下にある義務教育ワーキンググループの記事から、「中教審の「個別最適な学びと協」を含む語句で書き始め、「2月をめどに論点整理を行う。」の直後で止めて、一字も変えずに書き出してもらえますか。

___ ページ本文 ___

中教審の「個別最適な学びと協働的な学びの一体的な充実に向けた学校教育の在り方に関する特別部会」の下に設置された、「義務教育の在り方ワーキンググループ」が10月17日、初会合を開いた。不登校の児童生徒が過去最多となるほか、家庭環境や特異な才能など多様な背景を持つ子供たちの学びにも焦点が当たりつつある現状を踏まえ、義務教育の意義や、学びの多様性について検討し、来年2月をめどに論点整理を行う。
初会合で文科省が示した当面の検討事項は、「①義務教育の意義」と「②学びの多様性」の2点。「①義務教育の意義」では、「豊かな人生を切り拓き、持続可能な社会の創り手となる子供たちに必要な資質・能力の育成において学校が果たす役割」「不登校児童生徒や特別な支援を必要とする子供、特異な才能のある子供を含め、全ての子供たちの可能性を引き出す学びの実現」などを挙げた。

___ 抽出資料 ___

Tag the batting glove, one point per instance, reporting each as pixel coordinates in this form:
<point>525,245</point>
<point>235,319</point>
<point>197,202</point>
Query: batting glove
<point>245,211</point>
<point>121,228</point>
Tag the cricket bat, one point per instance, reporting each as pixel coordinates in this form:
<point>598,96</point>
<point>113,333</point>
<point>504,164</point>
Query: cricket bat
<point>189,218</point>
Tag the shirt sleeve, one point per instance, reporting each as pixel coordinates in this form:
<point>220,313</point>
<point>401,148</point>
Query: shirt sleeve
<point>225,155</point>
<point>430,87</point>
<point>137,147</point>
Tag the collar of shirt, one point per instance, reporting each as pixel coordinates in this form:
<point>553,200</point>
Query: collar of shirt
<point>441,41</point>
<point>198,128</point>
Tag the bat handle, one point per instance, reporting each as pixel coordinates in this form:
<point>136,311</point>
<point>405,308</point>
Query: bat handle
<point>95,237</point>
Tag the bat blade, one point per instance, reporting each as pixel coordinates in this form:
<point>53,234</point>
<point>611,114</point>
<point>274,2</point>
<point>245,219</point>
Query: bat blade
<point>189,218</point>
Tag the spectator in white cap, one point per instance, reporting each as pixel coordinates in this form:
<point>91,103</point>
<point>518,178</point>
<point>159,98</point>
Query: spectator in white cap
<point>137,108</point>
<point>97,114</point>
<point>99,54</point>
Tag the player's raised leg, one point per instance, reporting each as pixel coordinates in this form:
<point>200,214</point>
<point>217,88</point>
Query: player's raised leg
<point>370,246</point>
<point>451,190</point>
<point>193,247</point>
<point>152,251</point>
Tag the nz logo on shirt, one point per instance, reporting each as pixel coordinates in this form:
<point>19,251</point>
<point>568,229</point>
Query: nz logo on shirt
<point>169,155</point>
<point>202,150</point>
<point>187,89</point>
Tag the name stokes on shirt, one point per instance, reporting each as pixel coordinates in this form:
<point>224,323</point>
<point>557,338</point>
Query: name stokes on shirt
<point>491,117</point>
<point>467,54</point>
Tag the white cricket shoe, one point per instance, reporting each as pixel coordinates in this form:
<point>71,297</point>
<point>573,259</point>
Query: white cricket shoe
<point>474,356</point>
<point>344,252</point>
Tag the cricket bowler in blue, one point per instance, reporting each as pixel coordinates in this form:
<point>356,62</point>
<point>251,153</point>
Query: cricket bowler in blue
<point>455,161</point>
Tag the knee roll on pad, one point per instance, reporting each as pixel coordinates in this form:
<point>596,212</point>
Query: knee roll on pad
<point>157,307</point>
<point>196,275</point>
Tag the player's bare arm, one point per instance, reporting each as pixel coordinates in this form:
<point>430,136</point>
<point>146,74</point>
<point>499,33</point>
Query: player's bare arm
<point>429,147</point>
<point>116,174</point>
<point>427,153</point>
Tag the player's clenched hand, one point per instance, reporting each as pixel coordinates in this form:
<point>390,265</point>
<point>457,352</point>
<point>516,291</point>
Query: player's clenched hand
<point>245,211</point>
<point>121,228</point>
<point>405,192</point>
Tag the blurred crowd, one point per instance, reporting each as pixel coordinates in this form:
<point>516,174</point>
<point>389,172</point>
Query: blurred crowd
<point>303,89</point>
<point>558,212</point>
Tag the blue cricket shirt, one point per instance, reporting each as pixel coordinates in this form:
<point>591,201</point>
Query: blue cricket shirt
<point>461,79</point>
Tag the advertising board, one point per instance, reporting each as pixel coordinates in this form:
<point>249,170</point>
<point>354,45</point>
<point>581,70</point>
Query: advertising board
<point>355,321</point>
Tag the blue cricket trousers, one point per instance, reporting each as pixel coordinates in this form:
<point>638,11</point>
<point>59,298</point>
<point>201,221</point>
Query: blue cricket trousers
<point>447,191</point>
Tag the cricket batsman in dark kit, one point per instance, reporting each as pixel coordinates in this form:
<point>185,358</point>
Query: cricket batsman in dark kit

___

演習の解答:
中教審の「個別最適な学びと協働的な学びの一体的な充実に向けた学校教育の在り方に関する特別部会」の下に設置された、「義務教育の在り方ワーキンググループ」が10月17日、初会合を開いた。不登校の児童生徒が過去最多となるほか、家庭環境や特異な才能など多様な背景を持つ子供たちの学びにも焦点が当たりつつある現状を踏まえ、義務教育の意義や、学びの多様性について検討し、来年2月をめどに論点整理を行う。